++++ Given data

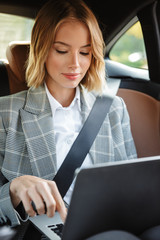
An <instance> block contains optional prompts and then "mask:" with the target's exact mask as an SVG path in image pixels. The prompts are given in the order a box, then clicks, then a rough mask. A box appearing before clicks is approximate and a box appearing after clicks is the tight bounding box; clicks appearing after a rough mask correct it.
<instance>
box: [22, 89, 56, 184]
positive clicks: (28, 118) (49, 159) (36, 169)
mask: <svg viewBox="0 0 160 240" xmlns="http://www.w3.org/2000/svg"><path fill="white" fill-rule="evenodd" d="M20 115H21V121H22V128H23V131H24V135H25V140H26V144H27V149H28V154H29V158H30V162H31V167H32V171H33V174H34V175H35V176H38V177H41V178H45V179H49V180H52V179H53V177H54V175H55V173H56V147H55V141H54V130H53V119H52V114H51V109H50V104H49V101H48V98H47V95H46V92H45V89H44V87H39V88H37V89H32V88H31V89H29V91H28V95H27V99H26V104H25V106H24V109H20Z"/></svg>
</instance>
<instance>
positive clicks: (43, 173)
mask: <svg viewBox="0 0 160 240" xmlns="http://www.w3.org/2000/svg"><path fill="white" fill-rule="evenodd" d="M95 98H96V96H95V94H93V93H88V92H87V91H86V90H85V89H83V88H82V89H81V108H82V117H83V121H85V119H86V118H87V116H88V114H89V112H90V110H91V108H92V105H93V103H94V101H95ZM89 154H90V156H91V159H92V161H93V163H104V162H109V161H118V160H122V159H123V160H124V159H131V158H135V157H136V150H135V145H134V142H133V139H132V135H131V131H130V122H129V116H128V112H127V110H126V106H125V104H124V102H123V100H122V99H121V98H119V97H116V98H115V100H114V102H113V104H112V106H111V109H110V112H109V114H107V116H106V118H105V120H104V123H103V124H102V126H101V129H100V131H99V133H98V135H97V137H96V139H95V141H94V143H93V145H92V147H91V150H90V153H89ZM0 170H1V171H0V217H1V219H3V220H6V217H7V218H9V219H10V220H11V224H12V226H16V225H18V224H20V221H19V219H18V217H17V215H16V213H15V211H14V209H13V206H12V203H11V199H10V195H9V184H10V181H12V179H13V178H16V177H18V176H21V175H35V176H38V177H41V178H44V179H50V180H52V179H53V177H54V176H55V174H56V171H57V169H56V147H55V140H54V126H53V120H52V113H51V108H50V104H49V101H48V98H47V95H46V92H45V88H44V86H41V87H39V88H37V89H33V88H30V89H29V90H28V91H23V92H20V93H17V94H14V95H11V96H7V97H2V98H1V99H0Z"/></svg>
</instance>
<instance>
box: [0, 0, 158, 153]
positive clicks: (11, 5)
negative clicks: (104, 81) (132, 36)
mask: <svg viewBox="0 0 160 240" xmlns="http://www.w3.org/2000/svg"><path fill="white" fill-rule="evenodd" d="M44 2H45V1H44V0H43V1H42V0H34V1H32V2H29V1H18V0H7V1H4V0H0V12H1V13H7V14H13V15H18V16H24V17H28V18H32V19H34V18H35V16H36V13H37V11H38V9H39V8H40V7H41V6H42V5H43V3H44ZM86 3H87V4H88V6H90V7H91V9H92V10H93V12H94V13H95V15H96V16H97V18H98V20H99V23H100V27H101V29H102V32H103V34H104V41H105V44H106V48H105V63H106V76H107V78H108V79H110V78H111V80H112V79H114V80H116V79H120V80H121V83H120V88H119V90H118V93H117V95H118V96H120V97H122V98H123V99H124V101H125V103H126V105H127V109H128V112H129V115H130V120H131V129H132V134H133V138H134V141H135V144H136V148H137V153H138V157H145V156H154V155H160V17H159V16H160V14H159V13H160V1H159V0H158V1H155V0H131V1H128V2H126V1H124V0H121V1H118V0H117V1H107V3H105V5H104V1H103V0H99V1H92V0H86ZM137 21H139V23H140V24H141V29H142V33H143V40H144V45H145V52H146V57H147V68H145V69H142V68H141V69H140V68H136V67H132V66H128V65H126V64H124V63H120V62H118V61H115V60H112V59H111V57H110V53H111V50H112V48H113V46H114V45H115V44H116V43H117V41H118V40H119V39H120V38H121V36H123V35H124V34H125V33H126V31H127V30H128V29H129V28H130V27H131V26H132V25H133V24H135V23H136V22H137ZM130 43H131V42H130ZM29 44H30V43H29V41H19V40H18V39H17V41H12V39H10V43H9V44H8V47H7V48H6V59H2V58H1V56H0V59H1V61H0V81H1V87H0V96H5V95H9V94H14V93H16V92H19V91H22V90H25V89H27V86H26V83H25V63H26V59H27V56H28V52H29ZM123 47H124V48H125V45H123Z"/></svg>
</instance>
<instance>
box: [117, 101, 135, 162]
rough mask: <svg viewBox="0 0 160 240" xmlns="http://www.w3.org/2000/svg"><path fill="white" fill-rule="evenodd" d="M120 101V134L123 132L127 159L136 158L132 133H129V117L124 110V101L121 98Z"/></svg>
mask: <svg viewBox="0 0 160 240" xmlns="http://www.w3.org/2000/svg"><path fill="white" fill-rule="evenodd" d="M120 99H121V102H122V106H123V108H122V109H123V115H122V118H121V124H122V132H123V139H124V145H125V150H126V154H127V159H133V158H137V152H136V147H135V143H134V140H133V136H132V132H131V125H130V117H129V114H128V111H127V108H126V104H125V103H124V100H123V99H122V98H120Z"/></svg>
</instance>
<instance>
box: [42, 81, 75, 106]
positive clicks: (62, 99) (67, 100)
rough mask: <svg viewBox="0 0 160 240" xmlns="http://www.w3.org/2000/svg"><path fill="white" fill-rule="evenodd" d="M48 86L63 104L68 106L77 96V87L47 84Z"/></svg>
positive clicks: (62, 103) (60, 103)
mask: <svg viewBox="0 0 160 240" xmlns="http://www.w3.org/2000/svg"><path fill="white" fill-rule="evenodd" d="M46 84H47V83H46ZM47 88H48V90H49V92H50V93H51V95H52V96H53V97H54V98H55V99H56V100H57V101H58V102H59V103H60V104H61V105H62V106H63V107H68V106H69V105H70V104H71V102H72V101H73V99H74V97H75V92H76V89H75V88H71V89H70V88H59V89H58V88H55V87H53V86H50V85H49V84H47Z"/></svg>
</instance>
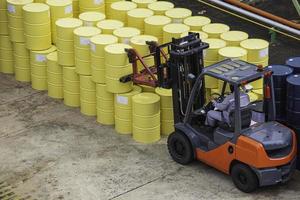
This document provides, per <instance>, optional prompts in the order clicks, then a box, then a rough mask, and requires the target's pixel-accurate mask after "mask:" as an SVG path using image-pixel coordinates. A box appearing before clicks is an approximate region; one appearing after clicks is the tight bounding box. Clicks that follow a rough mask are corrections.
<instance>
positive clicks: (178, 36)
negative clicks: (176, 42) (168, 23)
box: [163, 24, 190, 43]
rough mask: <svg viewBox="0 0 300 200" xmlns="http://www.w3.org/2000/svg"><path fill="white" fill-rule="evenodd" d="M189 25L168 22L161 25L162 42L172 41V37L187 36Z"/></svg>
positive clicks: (170, 41) (189, 27)
mask: <svg viewBox="0 0 300 200" xmlns="http://www.w3.org/2000/svg"><path fill="white" fill-rule="evenodd" d="M189 31H190V27H188V26H187V25H184V24H168V25H165V26H164V27H163V43H168V42H171V41H172V38H181V37H184V36H187V35H188V33H189Z"/></svg>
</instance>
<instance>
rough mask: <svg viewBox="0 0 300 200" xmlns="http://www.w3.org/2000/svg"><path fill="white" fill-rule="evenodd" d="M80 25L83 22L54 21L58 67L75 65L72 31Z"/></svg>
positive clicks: (68, 19) (81, 21) (75, 28)
mask: <svg viewBox="0 0 300 200" xmlns="http://www.w3.org/2000/svg"><path fill="white" fill-rule="evenodd" d="M82 25H83V22H82V21H81V20H80V19H75V18H63V19H59V20H57V21H56V32H57V33H56V37H57V41H56V46H57V53H58V54H57V56H58V64H59V65H63V66H74V65H75V60H74V34H73V31H74V30H75V29H76V28H78V27H81V26H82Z"/></svg>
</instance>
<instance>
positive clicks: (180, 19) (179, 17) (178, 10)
mask: <svg viewBox="0 0 300 200" xmlns="http://www.w3.org/2000/svg"><path fill="white" fill-rule="evenodd" d="M165 15H166V16H167V17H170V18H171V19H172V23H183V21H184V20H185V19H186V18H188V17H190V16H192V11H191V10H189V9H186V8H172V9H170V10H167V11H166V12H165Z"/></svg>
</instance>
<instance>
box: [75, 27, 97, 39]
mask: <svg viewBox="0 0 300 200" xmlns="http://www.w3.org/2000/svg"><path fill="white" fill-rule="evenodd" d="M100 33H101V30H100V29H99V28H96V27H90V26H83V27H78V28H76V29H75V30H74V34H75V35H78V36H83V37H91V36H94V35H98V34H100Z"/></svg>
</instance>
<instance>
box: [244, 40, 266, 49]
mask: <svg viewBox="0 0 300 200" xmlns="http://www.w3.org/2000/svg"><path fill="white" fill-rule="evenodd" d="M240 45H241V47H243V48H245V49H250V50H259V49H265V48H267V47H269V42H267V41H266V40H262V39H247V40H244V41H242V42H241V44H240Z"/></svg>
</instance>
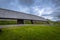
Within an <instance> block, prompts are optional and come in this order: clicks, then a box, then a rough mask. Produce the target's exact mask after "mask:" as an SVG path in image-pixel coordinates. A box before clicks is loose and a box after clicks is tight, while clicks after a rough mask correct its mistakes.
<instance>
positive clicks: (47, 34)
mask: <svg viewBox="0 0 60 40" xmlns="http://www.w3.org/2000/svg"><path fill="white" fill-rule="evenodd" d="M0 40H60V27H48V26H46V27H44V26H34V27H33V26H22V27H11V28H3V29H2V32H0Z"/></svg>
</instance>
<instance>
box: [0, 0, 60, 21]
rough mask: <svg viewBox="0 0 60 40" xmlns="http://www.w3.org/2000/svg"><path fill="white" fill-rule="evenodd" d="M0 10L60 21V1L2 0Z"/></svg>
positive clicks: (0, 6) (54, 0)
mask: <svg viewBox="0 0 60 40" xmlns="http://www.w3.org/2000/svg"><path fill="white" fill-rule="evenodd" d="M0 8H5V9H10V10H15V11H19V12H24V13H28V14H34V15H37V16H42V17H44V18H46V19H50V20H60V0H0Z"/></svg>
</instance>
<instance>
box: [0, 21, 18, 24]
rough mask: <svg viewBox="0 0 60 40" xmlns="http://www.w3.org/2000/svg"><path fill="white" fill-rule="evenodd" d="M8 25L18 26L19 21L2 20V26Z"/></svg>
mask: <svg viewBox="0 0 60 40" xmlns="http://www.w3.org/2000/svg"><path fill="white" fill-rule="evenodd" d="M8 24H17V21H12V20H8V21H7V20H0V25H8Z"/></svg>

++++++++

== Job item ==
Pull out every line of the entries above that contains the string "positive" and list those lines in their original order. Case counts.

== Reply to the task ==
positive clicks: (28, 118) (49, 159) (36, 169)
positive clicks: (43, 173)
positive clicks: (11, 5)
positive clicks: (62, 99) (67, 100)
positive clicks: (62, 103) (60, 103)
positive clicks: (178, 36)
positive clicks: (170, 41) (189, 27)
positive clicks: (68, 19) (81, 21) (75, 28)
positive clicks: (180, 19) (179, 17) (178, 10)
positive clicks: (47, 34)
positive clicks: (0, 6) (54, 0)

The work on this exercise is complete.